— Start LISTED ENTRIES —

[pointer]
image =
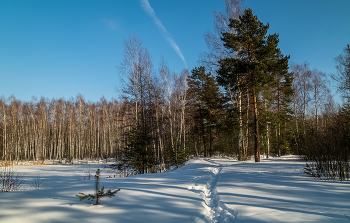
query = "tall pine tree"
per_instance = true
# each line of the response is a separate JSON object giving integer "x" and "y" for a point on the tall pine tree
{"x": 257, "y": 63}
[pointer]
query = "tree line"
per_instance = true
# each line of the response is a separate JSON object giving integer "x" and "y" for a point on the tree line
{"x": 245, "y": 99}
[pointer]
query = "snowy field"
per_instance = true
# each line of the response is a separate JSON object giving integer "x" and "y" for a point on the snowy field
{"x": 204, "y": 190}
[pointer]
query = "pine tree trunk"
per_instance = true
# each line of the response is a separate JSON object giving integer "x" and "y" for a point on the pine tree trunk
{"x": 256, "y": 129}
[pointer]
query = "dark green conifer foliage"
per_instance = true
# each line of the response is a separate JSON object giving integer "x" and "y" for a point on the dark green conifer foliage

— End LISTED ENTRIES —

**SET PROBLEM**
Identify every line in the records that contains the word "each" and copy those lines in full. The match is case-sensitive.

**SOLVED EXERCISE**
# each line of the response is a separate JSON object giving integer "x" and "y" for a point on the tall pine tree
# each line of the response is a separate JSON object giving integer "x" and "y" for a point on the tree line
# each line of the response is a separate JSON object giving integer "x" and "y" for a point on the snowy field
# each line of the response is a separate JSON object giving integer "x" and "y" for a point on the pine tree trunk
# each line of the response is a separate JSON object giving integer "x" and "y" for a point on the dark green conifer foliage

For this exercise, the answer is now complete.